### Veri kesiti
- - -

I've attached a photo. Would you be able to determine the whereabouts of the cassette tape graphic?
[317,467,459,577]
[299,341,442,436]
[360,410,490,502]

- - -

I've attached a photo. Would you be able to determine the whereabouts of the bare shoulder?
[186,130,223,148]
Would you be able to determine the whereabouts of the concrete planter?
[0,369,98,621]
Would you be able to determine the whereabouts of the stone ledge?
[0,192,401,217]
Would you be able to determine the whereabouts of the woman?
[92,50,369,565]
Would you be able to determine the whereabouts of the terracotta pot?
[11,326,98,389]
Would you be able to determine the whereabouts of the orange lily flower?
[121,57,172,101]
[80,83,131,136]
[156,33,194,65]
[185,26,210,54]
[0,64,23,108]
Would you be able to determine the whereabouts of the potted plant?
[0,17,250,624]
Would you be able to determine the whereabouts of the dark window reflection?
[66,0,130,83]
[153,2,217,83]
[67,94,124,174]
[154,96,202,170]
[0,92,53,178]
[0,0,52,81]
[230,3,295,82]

- - -

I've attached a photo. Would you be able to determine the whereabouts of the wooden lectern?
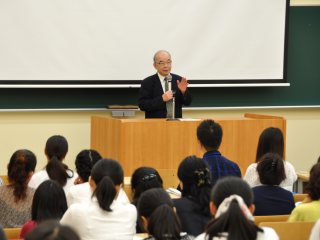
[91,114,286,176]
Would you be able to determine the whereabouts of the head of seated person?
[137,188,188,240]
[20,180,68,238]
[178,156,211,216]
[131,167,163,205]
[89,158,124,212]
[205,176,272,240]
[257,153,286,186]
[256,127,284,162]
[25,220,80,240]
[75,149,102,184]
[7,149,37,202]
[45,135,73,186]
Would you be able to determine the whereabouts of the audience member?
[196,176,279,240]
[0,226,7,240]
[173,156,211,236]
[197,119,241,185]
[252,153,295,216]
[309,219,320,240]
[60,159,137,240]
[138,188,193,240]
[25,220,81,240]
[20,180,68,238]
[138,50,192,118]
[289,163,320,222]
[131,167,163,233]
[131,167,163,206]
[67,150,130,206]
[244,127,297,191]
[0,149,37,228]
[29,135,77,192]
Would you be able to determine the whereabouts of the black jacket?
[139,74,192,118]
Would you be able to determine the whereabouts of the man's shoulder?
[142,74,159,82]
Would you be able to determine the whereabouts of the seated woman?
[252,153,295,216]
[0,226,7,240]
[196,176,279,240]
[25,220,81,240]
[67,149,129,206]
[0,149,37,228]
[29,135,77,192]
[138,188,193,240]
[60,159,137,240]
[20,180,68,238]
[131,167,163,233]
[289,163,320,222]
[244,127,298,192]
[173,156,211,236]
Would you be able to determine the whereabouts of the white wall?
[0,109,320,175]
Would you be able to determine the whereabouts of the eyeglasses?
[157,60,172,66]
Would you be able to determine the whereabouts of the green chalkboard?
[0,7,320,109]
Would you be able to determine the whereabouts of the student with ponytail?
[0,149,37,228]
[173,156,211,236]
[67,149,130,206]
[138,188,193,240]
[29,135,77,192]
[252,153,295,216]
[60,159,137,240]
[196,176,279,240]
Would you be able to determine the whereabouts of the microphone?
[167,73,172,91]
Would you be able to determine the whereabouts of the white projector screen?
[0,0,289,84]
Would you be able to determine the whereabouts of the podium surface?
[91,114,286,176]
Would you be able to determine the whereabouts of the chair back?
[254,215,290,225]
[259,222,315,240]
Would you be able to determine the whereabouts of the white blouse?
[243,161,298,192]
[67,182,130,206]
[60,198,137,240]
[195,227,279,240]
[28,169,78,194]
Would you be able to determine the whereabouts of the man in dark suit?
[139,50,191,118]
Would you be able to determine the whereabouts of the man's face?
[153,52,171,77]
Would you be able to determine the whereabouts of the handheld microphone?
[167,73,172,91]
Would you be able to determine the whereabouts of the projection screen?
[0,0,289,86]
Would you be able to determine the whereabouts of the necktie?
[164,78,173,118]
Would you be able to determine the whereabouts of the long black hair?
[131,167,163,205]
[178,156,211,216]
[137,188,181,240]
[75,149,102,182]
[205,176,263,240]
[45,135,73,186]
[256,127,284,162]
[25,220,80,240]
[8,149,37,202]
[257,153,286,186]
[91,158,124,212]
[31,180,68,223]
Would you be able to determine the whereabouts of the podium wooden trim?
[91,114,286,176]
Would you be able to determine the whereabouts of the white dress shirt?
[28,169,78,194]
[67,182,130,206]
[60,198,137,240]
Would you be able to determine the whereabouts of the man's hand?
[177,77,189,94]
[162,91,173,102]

- - -

Kayıtlarda "cassette tape graphic?" içeren satırdan "[360,410,490,502]" içeren satıra kadar, iki satır da dahil, "whereabouts" ifadesini "location" olarak değiştirin ve geri kalan her şeyi aynen koruyarak yalnızca bu satırları yeniden yazın.

### Yanıt
I've attached a photo. Would you be able to determine the location of the cassette tape graphic?
[317,467,459,577]
[299,341,442,436]
[360,410,490,502]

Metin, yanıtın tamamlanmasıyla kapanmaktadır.